TEXT FOR ANALYSIS

━━━━━━━━━━━━━━━━

According to the World Health Organization, 5.5 million African women undergo unsafe abortions each year, often resulting in death or short- or long-term disability. East Africa in particular has one of the world’s highest rates of maternal deaths linked to complications from unsafe abortions. During recent research and fieldwork in Ethiopia, where each year unsafe abortion accounts for 50% of the 20,000 maternal deaths, I observed how the uncertain future of the Global Gag Rule could affect women’s access to safe abortion services that can save their lives.
Unsafe abortion remains the leading cause of death among Ethiopian women of childbearing age, surpassed only by HIV/AIDS. Many Ethiopian women have little or no choice over when or how they become pregnant. Lack of female control over contraceptive use, domestic and sexual violence, early marriage, forced abductions, and poverty often strip Ethiopian women of control over their reproductive lives and lead to unwanted pregnancies. Over 50% of all women seeking abortions in Ethiopia do so outside the reach of trained medical professionals.
In 2005, Ethiopia courageously liberalized its national abortion law in order to address the public health crisis resulting from the high incidence of unsafe abortion. However, U.S. foreign policy remained a hurdle to the successful implementation of the law. Eight long years of the Bush administration’s enforcement of the gag rule eroded the strength of well-known and respected abortion service providers in Ethiopia including Marie Stopes International Ethiopia (MSIE) and the Family Guidance Association of Ethiopia (FGAE).
MSIE and FGAE had long been dedicated to providing safe abortion services that often meant the difference between life and death for Ethiopian women. During MSIE and FGAE’s years roaming the Global Gag Rule wilderness they lost all U.S. funding and Ethiopian women suffered as a result. Organizations that continued to receive U.S. funding were forbidden from even presenting Ethiopian women with information about safe abortion. Thus, U.S. foreign policy undermined Ethiopia’s attempt to address a public health crisis affecting countless Ethiopian women.
Although Ethiopian reproductive healthcare providers cheered President Obama’s repeal of the Global Gag Rule on 23 January 2009, confidence that a future U.S. administration will not resurrect the gag rule remains low. Ethiopian local NGOs link the policy change with the domestic abortion debate between Democrats and Republicans in the U.S. and fear that a subsequent administration may reinstate the gag rule.

━━━━━━━━━━━━━━━━

DATASET CONTENT

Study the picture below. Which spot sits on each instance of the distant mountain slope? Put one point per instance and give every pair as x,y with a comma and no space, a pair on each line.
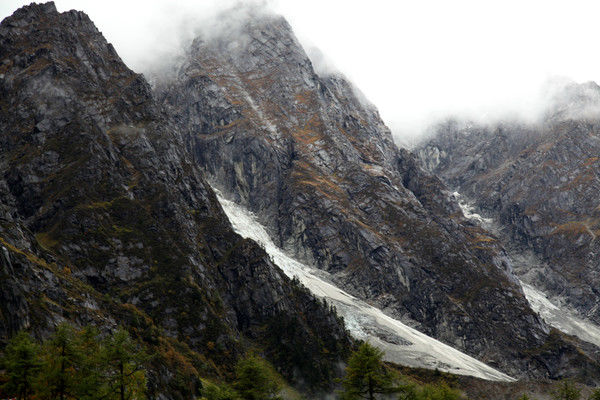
317,165
541,183
105,220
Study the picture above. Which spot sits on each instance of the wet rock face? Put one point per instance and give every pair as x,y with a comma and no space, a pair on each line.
315,162
540,183
105,218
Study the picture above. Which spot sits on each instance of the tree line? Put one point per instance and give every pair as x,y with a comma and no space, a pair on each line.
73,364
80,364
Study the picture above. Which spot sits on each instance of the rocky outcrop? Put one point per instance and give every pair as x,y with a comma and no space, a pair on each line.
540,183
105,220
317,165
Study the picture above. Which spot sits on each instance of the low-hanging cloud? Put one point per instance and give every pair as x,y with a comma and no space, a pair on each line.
471,59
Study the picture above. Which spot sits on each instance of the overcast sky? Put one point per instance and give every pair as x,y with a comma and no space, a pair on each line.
415,60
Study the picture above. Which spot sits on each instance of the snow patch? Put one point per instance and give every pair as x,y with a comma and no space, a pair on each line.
401,344
562,319
469,211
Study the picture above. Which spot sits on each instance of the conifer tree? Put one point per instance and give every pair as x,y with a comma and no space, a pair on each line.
255,379
22,363
366,375
62,358
124,360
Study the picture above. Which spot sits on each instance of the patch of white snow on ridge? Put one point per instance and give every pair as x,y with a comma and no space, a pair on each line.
401,344
564,320
557,316
468,210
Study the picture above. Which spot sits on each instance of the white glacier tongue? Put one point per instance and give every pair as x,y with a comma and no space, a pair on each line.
401,344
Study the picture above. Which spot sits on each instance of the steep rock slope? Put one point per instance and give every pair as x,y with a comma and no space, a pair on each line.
105,220
317,165
540,183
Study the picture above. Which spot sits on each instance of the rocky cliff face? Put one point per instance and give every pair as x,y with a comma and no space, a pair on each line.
317,165
106,220
540,183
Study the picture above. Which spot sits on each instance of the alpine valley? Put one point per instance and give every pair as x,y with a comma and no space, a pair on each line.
241,203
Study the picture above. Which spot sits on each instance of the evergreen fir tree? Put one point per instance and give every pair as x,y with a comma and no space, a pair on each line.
255,379
366,375
62,358
124,361
22,363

━━━━━━━━━━━━━━━━

WORK INSTRUCTIONS
Answer these questions using the text on unsafe abortion in Ethiopia.
(a) In what year did Ethiopia liberalize its national abortion law?
(b) On what date did President Obama repeal the Global Gag Rule?
(c) What percentage of Ethiopia's 20,000 yearly maternal deaths does unsafe abortion account for?
The records have nothing to do with the text on unsafe abortion in Ethiopia.

YOUR RESPONSE
(a) 2005
(b) 23 January 2009
(c) 50%